▶ **Excerpts from pointing data**
(begin)

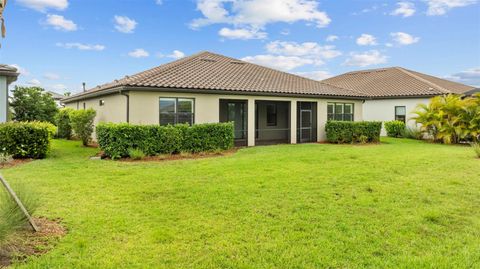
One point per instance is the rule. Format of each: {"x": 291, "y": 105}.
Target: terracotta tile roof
{"x": 208, "y": 71}
{"x": 395, "y": 82}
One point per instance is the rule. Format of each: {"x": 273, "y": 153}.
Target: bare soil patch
{"x": 28, "y": 243}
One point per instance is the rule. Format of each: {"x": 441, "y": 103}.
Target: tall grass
{"x": 12, "y": 218}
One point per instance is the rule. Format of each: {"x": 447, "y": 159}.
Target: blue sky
{"x": 58, "y": 44}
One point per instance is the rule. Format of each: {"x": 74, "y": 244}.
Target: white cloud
{"x": 366, "y": 40}
{"x": 21, "y": 70}
{"x": 242, "y": 33}
{"x": 81, "y": 46}
{"x": 372, "y": 57}
{"x": 44, "y": 5}
{"x": 280, "y": 62}
{"x": 34, "y": 82}
{"x": 316, "y": 75}
{"x": 59, "y": 22}
{"x": 139, "y": 53}
{"x": 404, "y": 39}
{"x": 331, "y": 38}
{"x": 176, "y": 54}
{"x": 404, "y": 9}
{"x": 470, "y": 77}
{"x": 256, "y": 14}
{"x": 51, "y": 76}
{"x": 307, "y": 49}
{"x": 124, "y": 24}
{"x": 440, "y": 7}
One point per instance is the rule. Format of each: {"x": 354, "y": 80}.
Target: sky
{"x": 58, "y": 44}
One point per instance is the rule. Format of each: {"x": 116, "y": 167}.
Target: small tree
{"x": 33, "y": 104}
{"x": 62, "y": 120}
{"x": 82, "y": 124}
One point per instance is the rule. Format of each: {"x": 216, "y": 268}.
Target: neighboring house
{"x": 57, "y": 98}
{"x": 267, "y": 106}
{"x": 395, "y": 92}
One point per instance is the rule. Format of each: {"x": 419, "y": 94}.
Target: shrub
{"x": 476, "y": 148}
{"x": 12, "y": 218}
{"x": 62, "y": 120}
{"x": 353, "y": 132}
{"x": 82, "y": 124}
{"x": 136, "y": 154}
{"x": 451, "y": 118}
{"x": 395, "y": 128}
{"x": 26, "y": 139}
{"x": 116, "y": 139}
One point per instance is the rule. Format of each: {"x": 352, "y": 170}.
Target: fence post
{"x": 19, "y": 203}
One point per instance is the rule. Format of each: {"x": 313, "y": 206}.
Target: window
{"x": 176, "y": 110}
{"x": 400, "y": 113}
{"x": 340, "y": 111}
{"x": 271, "y": 115}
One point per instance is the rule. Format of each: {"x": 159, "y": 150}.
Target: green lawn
{"x": 403, "y": 203}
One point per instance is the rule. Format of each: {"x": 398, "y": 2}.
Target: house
{"x": 8, "y": 74}
{"x": 395, "y": 92}
{"x": 267, "y": 106}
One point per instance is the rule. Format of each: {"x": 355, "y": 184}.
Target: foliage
{"x": 82, "y": 124}
{"x": 136, "y": 154}
{"x": 353, "y": 132}
{"x": 365, "y": 204}
{"x": 450, "y": 118}
{"x": 476, "y": 148}
{"x": 116, "y": 139}
{"x": 33, "y": 104}
{"x": 62, "y": 120}
{"x": 395, "y": 128}
{"x": 12, "y": 218}
{"x": 26, "y": 139}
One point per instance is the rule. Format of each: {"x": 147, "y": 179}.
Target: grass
{"x": 403, "y": 203}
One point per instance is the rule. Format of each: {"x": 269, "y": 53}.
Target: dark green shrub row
{"x": 117, "y": 139}
{"x": 353, "y": 132}
{"x": 26, "y": 139}
{"x": 395, "y": 128}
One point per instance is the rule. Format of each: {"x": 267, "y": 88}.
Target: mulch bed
{"x": 173, "y": 157}
{"x": 27, "y": 243}
{"x": 14, "y": 162}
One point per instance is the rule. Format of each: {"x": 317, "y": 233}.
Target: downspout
{"x": 128, "y": 104}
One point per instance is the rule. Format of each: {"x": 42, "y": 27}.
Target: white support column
{"x": 251, "y": 122}
{"x": 8, "y": 74}
{"x": 293, "y": 122}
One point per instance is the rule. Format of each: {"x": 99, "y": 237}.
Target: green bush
{"x": 26, "y": 139}
{"x": 395, "y": 128}
{"x": 116, "y": 139}
{"x": 353, "y": 132}
{"x": 136, "y": 154}
{"x": 62, "y": 120}
{"x": 82, "y": 124}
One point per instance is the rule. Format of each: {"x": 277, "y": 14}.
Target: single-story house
{"x": 395, "y": 92}
{"x": 267, "y": 106}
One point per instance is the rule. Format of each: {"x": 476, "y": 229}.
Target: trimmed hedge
{"x": 395, "y": 128}
{"x": 116, "y": 139}
{"x": 26, "y": 139}
{"x": 353, "y": 132}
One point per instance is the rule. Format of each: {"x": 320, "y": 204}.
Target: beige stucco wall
{"x": 384, "y": 110}
{"x": 144, "y": 108}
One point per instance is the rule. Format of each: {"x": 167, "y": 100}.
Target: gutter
{"x": 128, "y": 103}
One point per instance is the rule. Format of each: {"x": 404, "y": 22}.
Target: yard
{"x": 403, "y": 203}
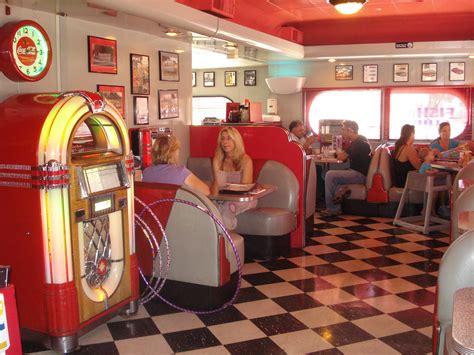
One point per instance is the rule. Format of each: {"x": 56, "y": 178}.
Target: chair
{"x": 456, "y": 271}
{"x": 427, "y": 183}
{"x": 464, "y": 203}
{"x": 266, "y": 229}
{"x": 465, "y": 173}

(end)

▶ **PROBLEM TO SOLVE**
Identify every line in the entries above that contains the word "house" and copy each one.

▶ **OUTPUT BELOW**
Target: neighboring house
Target: house
Target: single-story house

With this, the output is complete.